**WORK INSTRUCTION**
Every line from the one with "Please identify the metal" through the end of the material below, both ends included, should be transcribed exactly, without pictures.

**RECORDS PROVIDED**

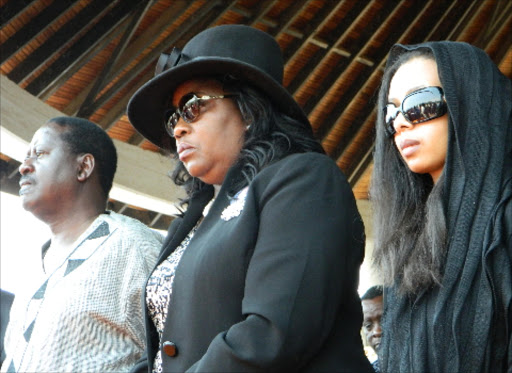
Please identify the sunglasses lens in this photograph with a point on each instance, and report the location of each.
(390, 113)
(425, 105)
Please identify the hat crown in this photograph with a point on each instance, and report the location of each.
(240, 43)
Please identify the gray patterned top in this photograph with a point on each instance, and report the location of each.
(86, 315)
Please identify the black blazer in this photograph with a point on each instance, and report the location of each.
(269, 284)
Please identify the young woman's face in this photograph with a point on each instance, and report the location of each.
(209, 145)
(423, 146)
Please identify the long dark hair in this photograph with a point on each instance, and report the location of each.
(409, 218)
(271, 135)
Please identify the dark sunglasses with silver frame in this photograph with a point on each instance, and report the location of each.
(188, 109)
(417, 107)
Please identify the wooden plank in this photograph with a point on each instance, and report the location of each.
(81, 46)
(141, 178)
(33, 28)
(11, 9)
(45, 51)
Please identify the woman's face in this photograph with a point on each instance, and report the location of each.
(209, 145)
(423, 146)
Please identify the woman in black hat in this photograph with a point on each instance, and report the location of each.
(261, 270)
(442, 195)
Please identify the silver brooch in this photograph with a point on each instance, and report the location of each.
(236, 205)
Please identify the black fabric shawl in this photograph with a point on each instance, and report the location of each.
(465, 324)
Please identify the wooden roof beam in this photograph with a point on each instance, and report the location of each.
(89, 106)
(11, 9)
(33, 28)
(134, 50)
(55, 42)
(148, 59)
(141, 178)
(85, 43)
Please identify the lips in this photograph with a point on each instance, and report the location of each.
(25, 182)
(184, 150)
(408, 146)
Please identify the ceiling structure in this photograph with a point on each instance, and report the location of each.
(88, 57)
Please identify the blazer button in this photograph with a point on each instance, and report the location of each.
(170, 348)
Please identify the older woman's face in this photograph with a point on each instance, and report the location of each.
(209, 145)
(422, 146)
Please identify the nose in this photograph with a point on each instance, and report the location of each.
(181, 128)
(26, 166)
(400, 123)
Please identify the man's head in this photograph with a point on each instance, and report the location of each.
(372, 305)
(64, 155)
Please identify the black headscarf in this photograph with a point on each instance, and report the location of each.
(465, 324)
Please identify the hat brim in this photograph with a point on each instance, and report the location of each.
(147, 107)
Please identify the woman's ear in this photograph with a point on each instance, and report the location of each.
(86, 165)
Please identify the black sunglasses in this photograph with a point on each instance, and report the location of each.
(417, 107)
(188, 109)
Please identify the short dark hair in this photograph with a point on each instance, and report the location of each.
(271, 135)
(83, 136)
(373, 292)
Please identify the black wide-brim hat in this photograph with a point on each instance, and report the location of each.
(247, 53)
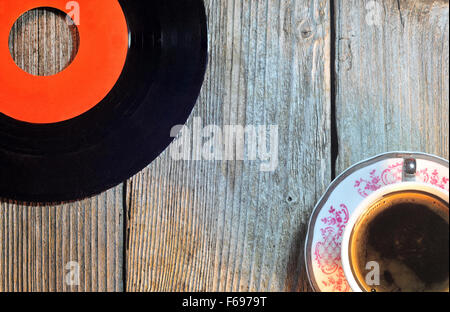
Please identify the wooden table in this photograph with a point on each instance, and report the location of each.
(343, 80)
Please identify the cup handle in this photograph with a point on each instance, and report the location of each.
(409, 170)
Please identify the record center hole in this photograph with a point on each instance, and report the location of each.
(44, 41)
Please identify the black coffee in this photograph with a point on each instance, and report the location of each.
(407, 235)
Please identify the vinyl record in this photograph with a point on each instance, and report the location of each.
(137, 74)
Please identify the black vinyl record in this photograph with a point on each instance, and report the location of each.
(129, 128)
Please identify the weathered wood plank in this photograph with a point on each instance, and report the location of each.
(392, 77)
(225, 225)
(38, 241)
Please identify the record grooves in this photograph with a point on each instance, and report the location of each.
(156, 90)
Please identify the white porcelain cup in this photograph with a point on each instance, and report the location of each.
(361, 212)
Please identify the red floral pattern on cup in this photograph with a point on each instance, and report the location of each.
(327, 251)
(393, 174)
(433, 178)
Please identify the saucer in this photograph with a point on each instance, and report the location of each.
(332, 213)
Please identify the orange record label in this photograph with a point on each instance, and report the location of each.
(84, 83)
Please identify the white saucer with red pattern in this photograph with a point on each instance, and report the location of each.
(331, 214)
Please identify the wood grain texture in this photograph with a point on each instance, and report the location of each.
(225, 225)
(392, 78)
(38, 241)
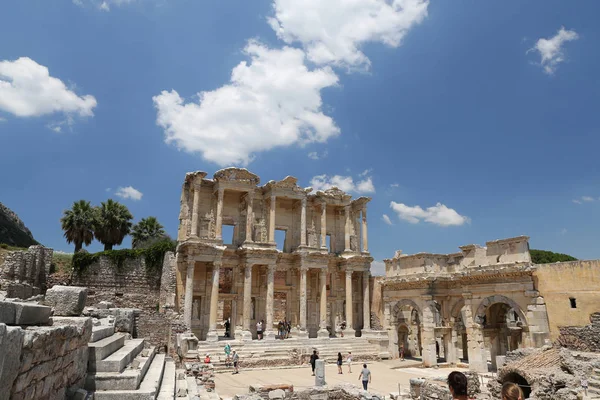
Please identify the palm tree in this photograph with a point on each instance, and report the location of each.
(78, 224)
(113, 223)
(145, 230)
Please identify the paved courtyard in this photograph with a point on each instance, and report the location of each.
(385, 378)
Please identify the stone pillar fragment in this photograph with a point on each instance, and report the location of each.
(272, 205)
(195, 210)
(247, 333)
(364, 231)
(323, 332)
(366, 302)
(349, 305)
(324, 225)
(219, 218)
(212, 335)
(189, 294)
(347, 227)
(303, 271)
(303, 222)
(269, 332)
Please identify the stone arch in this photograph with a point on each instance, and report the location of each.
(488, 301)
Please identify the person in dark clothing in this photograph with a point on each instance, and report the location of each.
(313, 360)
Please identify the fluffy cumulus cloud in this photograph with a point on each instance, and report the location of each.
(333, 31)
(438, 214)
(129, 192)
(28, 90)
(272, 101)
(364, 185)
(551, 49)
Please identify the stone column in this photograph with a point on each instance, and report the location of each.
(323, 332)
(324, 225)
(366, 302)
(349, 309)
(475, 343)
(364, 231)
(247, 329)
(303, 332)
(195, 209)
(219, 218)
(428, 339)
(249, 216)
(347, 227)
(189, 294)
(303, 222)
(269, 333)
(272, 205)
(212, 335)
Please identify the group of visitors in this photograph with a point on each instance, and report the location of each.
(284, 328)
(457, 383)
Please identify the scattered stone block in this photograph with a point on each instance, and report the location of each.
(66, 300)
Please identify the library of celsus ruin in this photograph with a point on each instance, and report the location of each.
(229, 266)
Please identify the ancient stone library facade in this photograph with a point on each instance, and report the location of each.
(229, 266)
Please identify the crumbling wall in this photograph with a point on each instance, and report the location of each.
(23, 273)
(131, 285)
(52, 360)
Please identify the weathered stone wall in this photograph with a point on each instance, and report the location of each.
(131, 285)
(23, 273)
(560, 282)
(52, 359)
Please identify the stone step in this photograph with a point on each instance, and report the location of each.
(148, 388)
(129, 379)
(167, 387)
(117, 361)
(105, 347)
(100, 332)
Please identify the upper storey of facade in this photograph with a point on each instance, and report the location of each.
(233, 210)
(497, 253)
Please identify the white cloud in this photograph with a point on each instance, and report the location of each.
(28, 90)
(378, 268)
(551, 50)
(333, 31)
(272, 101)
(438, 214)
(129, 192)
(344, 183)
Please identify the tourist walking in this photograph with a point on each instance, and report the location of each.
(512, 391)
(236, 363)
(313, 360)
(349, 362)
(365, 374)
(457, 383)
(259, 330)
(227, 350)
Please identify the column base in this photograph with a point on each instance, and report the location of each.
(302, 334)
(212, 336)
(269, 335)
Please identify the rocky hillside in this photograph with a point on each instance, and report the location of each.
(12, 230)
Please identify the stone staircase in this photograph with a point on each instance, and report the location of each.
(127, 369)
(263, 353)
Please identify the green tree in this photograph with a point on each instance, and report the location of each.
(78, 224)
(148, 230)
(546, 257)
(113, 223)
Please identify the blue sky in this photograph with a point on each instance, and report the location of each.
(487, 108)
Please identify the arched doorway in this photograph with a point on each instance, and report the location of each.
(513, 377)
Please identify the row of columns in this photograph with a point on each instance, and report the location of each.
(247, 306)
(272, 206)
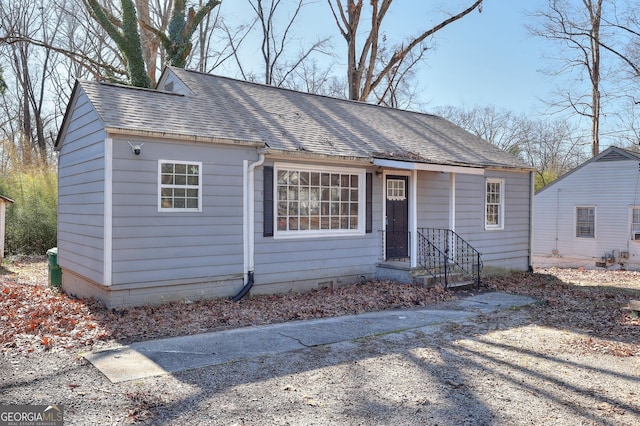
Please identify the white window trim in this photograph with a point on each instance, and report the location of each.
(631, 232)
(500, 225)
(361, 173)
(575, 221)
(199, 187)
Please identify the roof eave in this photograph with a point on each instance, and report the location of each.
(181, 136)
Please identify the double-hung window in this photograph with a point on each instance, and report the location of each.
(318, 201)
(179, 186)
(494, 204)
(635, 223)
(585, 222)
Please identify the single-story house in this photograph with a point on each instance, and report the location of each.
(213, 187)
(590, 217)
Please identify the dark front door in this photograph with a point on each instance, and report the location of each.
(397, 232)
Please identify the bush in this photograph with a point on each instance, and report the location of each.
(31, 221)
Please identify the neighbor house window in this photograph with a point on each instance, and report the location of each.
(180, 186)
(635, 223)
(318, 201)
(494, 204)
(585, 222)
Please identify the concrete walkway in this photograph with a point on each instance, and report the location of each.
(165, 356)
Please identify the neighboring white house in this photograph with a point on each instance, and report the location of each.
(590, 217)
(213, 187)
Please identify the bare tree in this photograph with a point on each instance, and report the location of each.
(365, 70)
(275, 36)
(31, 66)
(552, 147)
(577, 31)
(125, 33)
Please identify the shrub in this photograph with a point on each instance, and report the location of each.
(31, 221)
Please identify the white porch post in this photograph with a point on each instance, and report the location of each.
(413, 218)
(452, 201)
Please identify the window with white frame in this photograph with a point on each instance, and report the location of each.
(494, 204)
(318, 200)
(396, 189)
(635, 223)
(585, 222)
(179, 186)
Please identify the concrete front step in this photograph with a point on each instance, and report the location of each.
(403, 273)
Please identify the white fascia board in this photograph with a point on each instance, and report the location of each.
(406, 165)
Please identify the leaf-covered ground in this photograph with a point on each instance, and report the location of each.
(593, 302)
(35, 317)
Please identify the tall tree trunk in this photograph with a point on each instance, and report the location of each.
(595, 15)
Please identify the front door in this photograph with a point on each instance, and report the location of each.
(397, 229)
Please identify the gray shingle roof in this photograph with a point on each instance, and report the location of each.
(286, 120)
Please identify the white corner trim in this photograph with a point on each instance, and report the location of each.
(108, 211)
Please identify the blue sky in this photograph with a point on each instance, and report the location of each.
(484, 58)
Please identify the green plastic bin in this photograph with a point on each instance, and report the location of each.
(55, 273)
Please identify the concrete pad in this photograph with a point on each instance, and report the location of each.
(490, 302)
(122, 364)
(165, 356)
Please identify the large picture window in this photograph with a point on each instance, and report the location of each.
(318, 201)
(494, 204)
(585, 222)
(179, 186)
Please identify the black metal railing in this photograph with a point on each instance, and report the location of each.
(443, 253)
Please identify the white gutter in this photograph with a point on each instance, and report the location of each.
(248, 215)
(407, 165)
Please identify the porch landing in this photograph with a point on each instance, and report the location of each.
(400, 270)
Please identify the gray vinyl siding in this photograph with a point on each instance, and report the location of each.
(612, 187)
(81, 192)
(433, 199)
(168, 247)
(506, 248)
(298, 263)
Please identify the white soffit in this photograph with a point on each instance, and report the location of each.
(406, 165)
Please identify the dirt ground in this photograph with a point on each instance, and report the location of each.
(572, 358)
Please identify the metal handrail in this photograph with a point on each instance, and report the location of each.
(441, 251)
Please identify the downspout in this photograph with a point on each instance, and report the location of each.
(248, 222)
(531, 193)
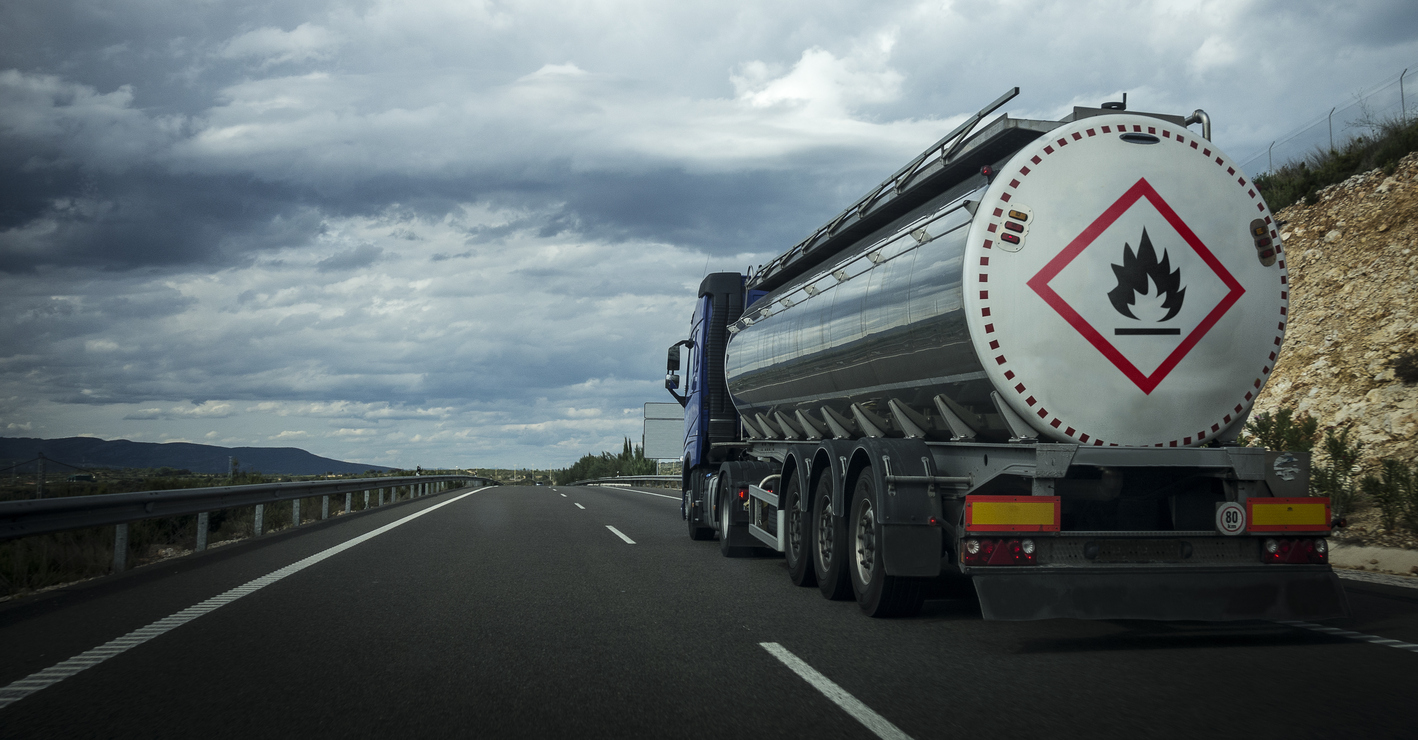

**YOUR SOLUTION**
Please identify the metal handrail in this photograph with a point on each instance, and report the location of each.
(441, 251)
Please identify the downspout in this photograph with a point on each instance, and report the location of each.
(248, 222)
(531, 193)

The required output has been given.